> Information:
::::::

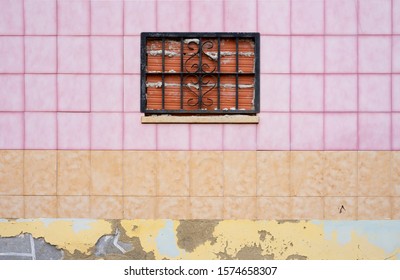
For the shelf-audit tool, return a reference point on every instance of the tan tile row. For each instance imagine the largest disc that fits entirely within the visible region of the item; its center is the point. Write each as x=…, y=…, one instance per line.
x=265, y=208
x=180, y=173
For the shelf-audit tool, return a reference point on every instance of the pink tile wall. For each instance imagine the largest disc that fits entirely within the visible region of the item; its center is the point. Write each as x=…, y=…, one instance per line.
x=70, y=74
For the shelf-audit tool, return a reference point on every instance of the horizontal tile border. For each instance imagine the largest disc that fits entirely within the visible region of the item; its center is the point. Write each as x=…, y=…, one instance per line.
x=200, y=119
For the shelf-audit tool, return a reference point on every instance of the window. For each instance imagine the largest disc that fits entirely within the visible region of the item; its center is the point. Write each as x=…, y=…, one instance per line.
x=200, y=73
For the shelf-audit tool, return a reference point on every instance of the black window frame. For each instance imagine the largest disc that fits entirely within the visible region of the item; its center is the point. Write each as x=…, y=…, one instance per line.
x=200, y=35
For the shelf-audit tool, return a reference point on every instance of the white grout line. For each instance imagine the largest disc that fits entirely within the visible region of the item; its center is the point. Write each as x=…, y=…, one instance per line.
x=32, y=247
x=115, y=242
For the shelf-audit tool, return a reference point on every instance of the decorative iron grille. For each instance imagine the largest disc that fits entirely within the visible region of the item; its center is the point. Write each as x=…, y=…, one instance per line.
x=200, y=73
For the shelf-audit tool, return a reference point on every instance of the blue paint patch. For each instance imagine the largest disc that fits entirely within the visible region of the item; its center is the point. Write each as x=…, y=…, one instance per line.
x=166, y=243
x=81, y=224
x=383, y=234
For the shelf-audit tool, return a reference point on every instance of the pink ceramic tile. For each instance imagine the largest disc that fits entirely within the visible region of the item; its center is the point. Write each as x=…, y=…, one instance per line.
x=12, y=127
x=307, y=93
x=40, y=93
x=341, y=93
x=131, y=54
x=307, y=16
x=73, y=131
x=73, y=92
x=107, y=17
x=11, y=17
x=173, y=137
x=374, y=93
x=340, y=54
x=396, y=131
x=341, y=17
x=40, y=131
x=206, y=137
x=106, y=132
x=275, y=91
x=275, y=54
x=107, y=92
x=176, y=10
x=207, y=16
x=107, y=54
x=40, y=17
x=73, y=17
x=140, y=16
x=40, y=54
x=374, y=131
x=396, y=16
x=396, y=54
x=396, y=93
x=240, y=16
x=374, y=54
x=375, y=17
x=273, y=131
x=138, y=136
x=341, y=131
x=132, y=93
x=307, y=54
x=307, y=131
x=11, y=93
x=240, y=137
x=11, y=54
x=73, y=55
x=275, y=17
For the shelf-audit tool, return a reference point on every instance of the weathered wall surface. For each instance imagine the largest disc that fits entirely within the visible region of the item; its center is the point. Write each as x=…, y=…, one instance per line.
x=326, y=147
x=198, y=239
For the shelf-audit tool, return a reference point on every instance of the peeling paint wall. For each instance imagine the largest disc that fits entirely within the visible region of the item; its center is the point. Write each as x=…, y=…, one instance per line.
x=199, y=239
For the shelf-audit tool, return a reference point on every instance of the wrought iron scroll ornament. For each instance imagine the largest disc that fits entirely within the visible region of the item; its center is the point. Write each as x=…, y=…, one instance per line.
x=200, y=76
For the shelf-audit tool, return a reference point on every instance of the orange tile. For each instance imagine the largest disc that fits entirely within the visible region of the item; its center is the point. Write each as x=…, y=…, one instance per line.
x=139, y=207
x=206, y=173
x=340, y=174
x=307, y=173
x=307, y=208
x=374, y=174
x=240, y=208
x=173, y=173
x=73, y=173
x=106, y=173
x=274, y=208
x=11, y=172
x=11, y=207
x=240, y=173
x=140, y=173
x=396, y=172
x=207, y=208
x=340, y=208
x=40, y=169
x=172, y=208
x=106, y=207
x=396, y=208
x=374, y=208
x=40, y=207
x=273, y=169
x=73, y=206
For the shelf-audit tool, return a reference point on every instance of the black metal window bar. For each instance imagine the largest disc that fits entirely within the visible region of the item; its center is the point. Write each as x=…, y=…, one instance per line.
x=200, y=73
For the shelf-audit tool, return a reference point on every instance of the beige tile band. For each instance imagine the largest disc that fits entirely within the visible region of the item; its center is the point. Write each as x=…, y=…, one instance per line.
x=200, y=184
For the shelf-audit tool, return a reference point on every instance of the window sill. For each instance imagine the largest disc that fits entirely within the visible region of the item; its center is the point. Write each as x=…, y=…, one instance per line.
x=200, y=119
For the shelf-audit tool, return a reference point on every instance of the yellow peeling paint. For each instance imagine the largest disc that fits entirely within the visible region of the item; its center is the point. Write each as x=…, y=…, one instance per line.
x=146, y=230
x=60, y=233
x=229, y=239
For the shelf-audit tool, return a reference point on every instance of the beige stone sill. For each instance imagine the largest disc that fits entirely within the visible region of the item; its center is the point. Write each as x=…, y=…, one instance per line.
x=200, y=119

::::::

> Work required:
Set down every entry word for word, but omit the pictures.

> Answer to the exercise:
For the shelf-audit tool, return a reference point on every instance of the tan tile row. For each instance imagine the largest disc that fits entirely within the visible region of the item; its center is the point. Write each as x=…, y=…, one instance per line.
x=265, y=208
x=180, y=173
For the shelf-audit tool, return a reference point on every instance of the pink tile wall. For each instance imagine the largest disc that fits entirely within the visible region of the item; its center is the point. Write each as x=…, y=…, one instance per line.
x=70, y=74
For the shelf-audit tool, return a reference point on every instance of the horizontal tile border. For each instance imagine the largest disc that fits entirely within the visible region of the item; its center is the point. Write each as x=…, y=…, one instance per line.
x=200, y=119
For the shelf-audit tool, return a reference point on every instance of the window. For each instance imagine the largest disc that fits entirely within the visible region of the item; its center is the point. Write each as x=…, y=…, one instance per line.
x=200, y=73
For the shelf-audit tool, return a reference point on every instance of the black window frame. For each instance imagine the largest disc that fits entirely within the visible region of the item; its center is the point. Write each as x=…, y=…, one instance per line.
x=200, y=35
For the shelf-audit tool, return a reference point on every instance of the white grout line. For each instance imagine the largest disc that fits entirely within the visible region of the item; its center is the point. Write each as x=…, y=…, one instance per line.
x=32, y=247
x=115, y=242
For the shelf-audit tool, return a reference point on every instance of the decorative iron grille. For each instance imagine the largest disc that fits entirely within the visible region of the item; its center is the point. Write each as x=…, y=…, one instance per line.
x=200, y=73
For the shelf-audit tool, return a reference point on every instance of the blue paint patch. For each instance imagine the largest disc that fits entirely within the visible region of the item; its center is the point. Write each as x=…, y=…, one instance per line.
x=166, y=243
x=81, y=224
x=383, y=234
For the shelf-audit tool, return a reference point on every instance of the pink ceramic tile. For each instance imagine the largest disc that fits entirely within the visible region of the item; its center is the point. Write each as x=…, y=…, one instance per line.
x=12, y=127
x=307, y=93
x=40, y=93
x=341, y=93
x=131, y=54
x=307, y=16
x=73, y=131
x=73, y=92
x=107, y=17
x=11, y=17
x=173, y=137
x=374, y=93
x=340, y=54
x=396, y=131
x=341, y=17
x=40, y=131
x=206, y=137
x=106, y=132
x=275, y=91
x=275, y=54
x=107, y=92
x=176, y=10
x=207, y=16
x=107, y=54
x=40, y=17
x=73, y=17
x=140, y=16
x=40, y=54
x=374, y=131
x=396, y=16
x=396, y=54
x=396, y=93
x=240, y=16
x=374, y=54
x=375, y=17
x=273, y=131
x=138, y=136
x=341, y=131
x=132, y=93
x=307, y=54
x=307, y=131
x=11, y=93
x=240, y=137
x=11, y=54
x=73, y=55
x=275, y=17
For the shelf-audit tool, return a reference point on every instance of the weathered wall surface. For each instance imagine the largest disc that fits entirely within the visible region of the item; its center is the point. Write each as x=…, y=…, one instance per line.
x=326, y=147
x=198, y=239
For the shelf-audit tool, return a reference point on every instance of the peeling paint wall. For each instance imagine the largest disc that fits entirely within the visible region of the item; its center is the point. Write each as x=…, y=…, one instance per line.
x=199, y=239
For the shelf-audit tool, return a reference point on every instance of the wrought iron scroll ornament. For each instance imagine the largest disc that fits entirely within the visible region of the item; its center is the point. Write each as x=…, y=…, one instance per line.
x=200, y=76
For the shelf-audit tool, return a reference point on every instance of the orange tile. For each instance imagine the largest disc that fits entirely within the visible region of the item; its center is the point. Write each as x=…, y=…, one instance per line.
x=139, y=207
x=206, y=173
x=340, y=174
x=307, y=173
x=307, y=208
x=374, y=174
x=240, y=208
x=173, y=173
x=73, y=173
x=106, y=173
x=274, y=208
x=11, y=172
x=11, y=207
x=240, y=173
x=140, y=173
x=396, y=172
x=207, y=208
x=340, y=208
x=40, y=169
x=172, y=208
x=106, y=207
x=396, y=208
x=374, y=208
x=40, y=207
x=273, y=169
x=73, y=206
For the shelf-audit tool, return a reference point on every instance of the black metal window bar. For each instance imagine the largest disc that fits entirely within the visible region of the item; its center is the point. Write each as x=…, y=…, one instance per line.
x=200, y=73
For the shelf-audit tool, return a reference point on every instance of the beige tile band. For each instance imagine the largest disc that fits entirely within the visible region of the item; its center is the point. Write each as x=…, y=…, one instance per line.
x=200, y=184
For the shelf-audit tool, return a reference point on every instance of the window sill. For each instance imagine the largest disc that fits entirely within the visible region of the item; its center is the point. Write each as x=…, y=…, one instance per line.
x=200, y=119
For the shelf-audit tool, return a reference point on every instance of the yellow peeling paint. For each instance imagine the largest disc that fits entirely within the visible region of the item; its center is the point. Write each as x=…, y=…, one instance per line.
x=146, y=230
x=60, y=233
x=229, y=239
For the shelf-audit tool, return a reference point on every instance of the beige stone sill. For each instance imagine the largest disc that fits entirely within the visible region of the item; its center is the point. Write each as x=…, y=…, one instance per line.
x=200, y=119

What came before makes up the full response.